● **Extracted material**
== == ==

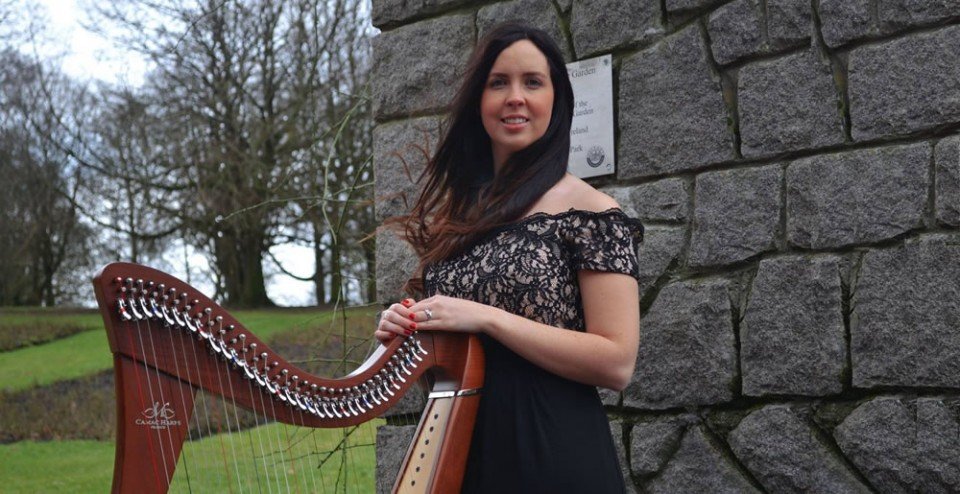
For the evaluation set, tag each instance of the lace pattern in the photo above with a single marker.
(529, 268)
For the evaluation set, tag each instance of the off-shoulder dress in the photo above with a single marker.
(536, 431)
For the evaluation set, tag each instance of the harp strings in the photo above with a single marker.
(272, 454)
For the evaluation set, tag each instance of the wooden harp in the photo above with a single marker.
(168, 341)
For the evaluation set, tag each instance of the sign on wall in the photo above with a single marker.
(591, 134)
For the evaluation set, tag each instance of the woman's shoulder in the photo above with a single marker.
(572, 193)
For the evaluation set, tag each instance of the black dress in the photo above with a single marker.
(536, 431)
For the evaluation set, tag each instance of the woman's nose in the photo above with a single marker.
(515, 96)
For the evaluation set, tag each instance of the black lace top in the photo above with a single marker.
(536, 431)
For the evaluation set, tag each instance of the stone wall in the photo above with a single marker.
(797, 164)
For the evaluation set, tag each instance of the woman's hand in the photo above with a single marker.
(437, 313)
(397, 320)
(442, 313)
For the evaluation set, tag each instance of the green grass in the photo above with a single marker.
(87, 466)
(56, 466)
(88, 352)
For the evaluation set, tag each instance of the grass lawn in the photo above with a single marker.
(56, 466)
(87, 352)
(311, 462)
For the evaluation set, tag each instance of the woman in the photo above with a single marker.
(535, 260)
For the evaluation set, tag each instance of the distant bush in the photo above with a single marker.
(14, 336)
(81, 408)
(84, 408)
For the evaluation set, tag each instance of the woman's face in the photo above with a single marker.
(517, 101)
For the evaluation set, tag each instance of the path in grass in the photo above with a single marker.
(88, 353)
(311, 462)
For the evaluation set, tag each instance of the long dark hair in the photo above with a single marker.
(462, 199)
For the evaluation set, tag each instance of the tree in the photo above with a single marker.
(44, 242)
(241, 100)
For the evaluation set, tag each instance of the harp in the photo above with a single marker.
(169, 341)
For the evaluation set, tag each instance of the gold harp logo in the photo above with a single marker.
(158, 416)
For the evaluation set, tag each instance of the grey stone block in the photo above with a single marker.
(699, 466)
(903, 446)
(540, 14)
(898, 14)
(879, 437)
(736, 30)
(855, 197)
(660, 248)
(905, 85)
(652, 444)
(947, 157)
(789, 23)
(616, 430)
(388, 13)
(843, 21)
(663, 200)
(672, 115)
(792, 337)
(905, 313)
(674, 6)
(401, 151)
(687, 354)
(938, 446)
(396, 254)
(736, 216)
(602, 25)
(788, 104)
(609, 397)
(392, 444)
(412, 73)
(784, 454)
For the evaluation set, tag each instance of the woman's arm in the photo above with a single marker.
(604, 355)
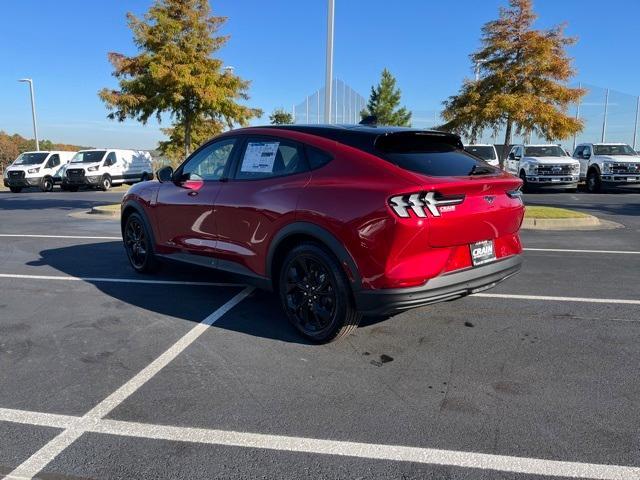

== == ==

● **What is required**
Extract every line of the records above verbatim, from the first to the last, and omit the pictures from your answer.

● **Correct answer**
For the evaluation set, tag each instance of the lace pattern in the photo above with a single marker.
(529, 268)
For the evaluation set, tag each instance of the off-shoulder dress in the photo above with a single marker.
(536, 431)
For the evaluation set, tag each instance of the harp strings in the photo above with a single marker.
(272, 454)
For the evaluation set, tag each instance of the wooden harp in the photo above with a single marker.
(168, 341)
For the evaluation set, tag each instance of the sign on wall in the photo above with a single marker.
(591, 134)
For the evaluation set, tag each instance of the woman's shoulder in the photo above with a single marker.
(572, 193)
For the evaluation set, tag each instance of the black dress in the photo above with a single marker.
(536, 431)
For the evaluation set, tag each instance of the woman's nose in the photo above with a single marker.
(515, 96)
For the evaluation set, tag each instance of the black lace top in the photo above with a single marker.
(536, 431)
For the evaluation set, tag each instance of the stone wall in the photo above with a single marker.
(797, 164)
For the evaluation set, tag each instance of the woman's hand in the photo above with a single marker.
(437, 313)
(397, 320)
(442, 313)
For the evaluation set, tag each instance of the green grass in the photo above with a single marker.
(87, 466)
(56, 466)
(88, 352)
For the evaluation set, tag each instance of the grass lawn in the photo above with a single marker.
(56, 466)
(87, 352)
(311, 462)
For the evaluation set, tag each instance of the woman in the photo above with a single marker.
(535, 260)
For the evaluation set, tag each instance of the distant bush in the photo above with a single marker.
(14, 336)
(81, 408)
(84, 408)
For the evaluation set, tag each instance of the woman's face in the photo above with a single marker.
(517, 101)
For the evaluation set, tag each instance of the path in grass in the photo above with a single marker.
(88, 353)
(311, 462)
For the evaluation set, tag each instance of the long dark hair in the photo above with a single marker.
(462, 199)
For the evaluation set, tag each instance of the tree in the photo above with a single marker.
(44, 242)
(241, 100)
For the evaluation set, tag each instance of the harp in the photo above with a single marker.
(169, 341)
For the evaluation set, tag each instance of the gold harp logo in the photo above with a single marker.
(158, 416)
For the evaluation set, tag each instance of the grey stone block in the photo above with a single marker.
(699, 466)
(903, 446)
(540, 14)
(898, 14)
(879, 437)
(736, 30)
(855, 197)
(660, 248)
(905, 85)
(652, 444)
(947, 157)
(789, 23)
(616, 430)
(388, 13)
(843, 21)
(663, 200)
(672, 115)
(792, 337)
(905, 313)
(674, 6)
(401, 151)
(687, 354)
(938, 446)
(396, 254)
(736, 216)
(602, 25)
(788, 104)
(609, 397)
(392, 444)
(412, 73)
(784, 454)
For the evaluation set, tag each instance of the woman's arm in the photo above with a single marker.
(604, 355)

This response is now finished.